Reproduce every one of the entries below in full, requests and format samples included, increasing each vertex coordinate in the answer outlines by 115 while leaving the numbers in the requests and format samples unchanged. Omit the pictures from your reproduction.

··· Entries supplied ···

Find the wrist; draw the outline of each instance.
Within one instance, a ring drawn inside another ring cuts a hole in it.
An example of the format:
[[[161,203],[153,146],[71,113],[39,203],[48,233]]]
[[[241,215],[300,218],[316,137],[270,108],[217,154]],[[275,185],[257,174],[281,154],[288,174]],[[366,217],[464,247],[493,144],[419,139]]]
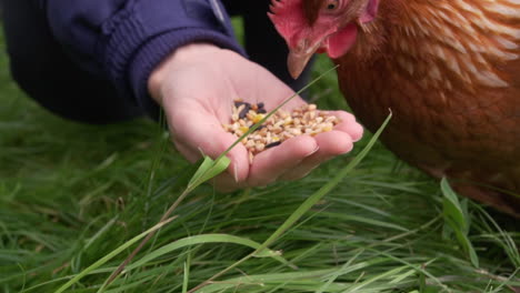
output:
[[[156,69],[153,69],[148,79],[148,91],[152,99],[157,103],[162,104],[161,88],[170,70],[179,65],[187,65],[188,63],[198,60],[206,60],[207,62],[211,53],[221,50],[222,49],[211,43],[190,43],[176,49],[171,54],[164,58]]]

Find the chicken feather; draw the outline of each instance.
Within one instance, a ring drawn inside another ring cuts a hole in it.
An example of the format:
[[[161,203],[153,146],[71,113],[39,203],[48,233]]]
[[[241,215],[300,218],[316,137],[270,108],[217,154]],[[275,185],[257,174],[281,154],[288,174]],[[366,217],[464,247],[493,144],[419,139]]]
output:
[[[299,1],[311,33],[328,0]],[[381,0],[373,21],[356,23],[333,61],[358,119],[374,131],[391,109],[382,141],[398,156],[519,216],[520,0]]]

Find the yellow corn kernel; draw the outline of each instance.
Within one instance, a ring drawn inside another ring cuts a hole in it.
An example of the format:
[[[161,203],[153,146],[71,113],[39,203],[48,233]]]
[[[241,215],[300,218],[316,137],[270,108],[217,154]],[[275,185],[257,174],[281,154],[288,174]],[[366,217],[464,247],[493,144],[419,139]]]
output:
[[[253,117],[252,122],[258,123],[260,120],[262,120],[266,115],[264,114],[257,114]]]

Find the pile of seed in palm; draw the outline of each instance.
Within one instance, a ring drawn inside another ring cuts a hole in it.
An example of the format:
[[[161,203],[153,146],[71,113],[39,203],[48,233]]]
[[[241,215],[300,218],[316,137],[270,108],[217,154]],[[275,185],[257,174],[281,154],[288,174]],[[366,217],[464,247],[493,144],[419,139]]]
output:
[[[251,104],[240,100],[234,101],[231,124],[223,129],[240,138],[249,129],[267,115],[263,103]],[[316,104],[304,104],[291,112],[278,110],[262,125],[242,140],[249,152],[249,161],[259,152],[279,145],[283,141],[302,134],[316,135],[331,131],[341,121],[324,111],[318,111]]]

···

Result of this task –
Find the wrist; draw the outline of each instance.
Within one instance, a ring drawn inside another ring cuts a hole in it.
An example of the format:
[[[161,203],[153,146],[71,113],[39,203],[48,233]]]
[[[241,215],[300,218],[316,137],[270,108],[217,154]],[[275,185],[257,174],[281,154],[288,174]],[[366,217],[464,247],[493,144],[419,139]]]
output:
[[[271,184],[268,184],[263,194],[263,206],[267,214],[272,218],[277,219],[276,203],[285,185],[294,180],[302,180],[303,178],[313,175],[321,175],[322,177],[326,168],[336,165],[337,164],[326,158],[305,158],[291,164],[286,169],[279,173]]]

Find the chicken feather; draw the outline of each instance.
Within one instance, a ring drawn inside another ring cuts a hole in it.
An example of the format:
[[[161,203],[153,146],[71,113],[39,203],[48,233]]]
[[[241,215],[300,218],[316,137],[270,108],[217,154]],[[275,185],[257,174],[281,154],[288,174]],[[366,217],[464,247],[493,144],[419,139]]]
output:
[[[414,116],[426,148],[443,115]],[[496,115],[488,136],[471,138],[448,176],[473,234],[489,246],[506,224],[497,256],[513,271],[634,331],[635,115]]]

Find the yellow corn kernel; draw the outline of each instance.
Within one instance, a ring drawn inside another ring cuts a hole in it.
An example of the format:
[[[161,203],[153,146],[71,113],[39,203],[48,233]]]
[[[241,215],[300,218],[316,137],[270,108],[217,154]],[[275,185],[257,174],[281,154],[288,174]],[[366,217],[464,247],[493,144],[419,139]]]
output:
[[[368,232],[367,237],[373,238],[375,235],[377,235],[381,230],[379,229],[372,229]]]

Find the pile of seed in palm; draw the outline of each instance.
Within one instance, a ring drawn inside another ring cuts a hole in it.
An example of the format:
[[[161,203],[153,146],[71,113],[39,203],[48,233]]]
[[[241,215],[300,218],[316,137],[270,108],[217,154]],[[275,185],[257,174],[281,154],[288,174]],[[366,217],[464,247],[493,144],[419,139]]]
output:
[[[366,219],[355,215],[349,216],[346,239],[338,244],[355,253],[364,244],[382,230],[378,218]],[[431,219],[419,219],[406,227],[393,225],[377,240],[357,255],[364,267],[364,276],[374,267],[394,260],[398,256],[417,249],[431,250],[446,246],[456,236],[439,226],[433,226]]]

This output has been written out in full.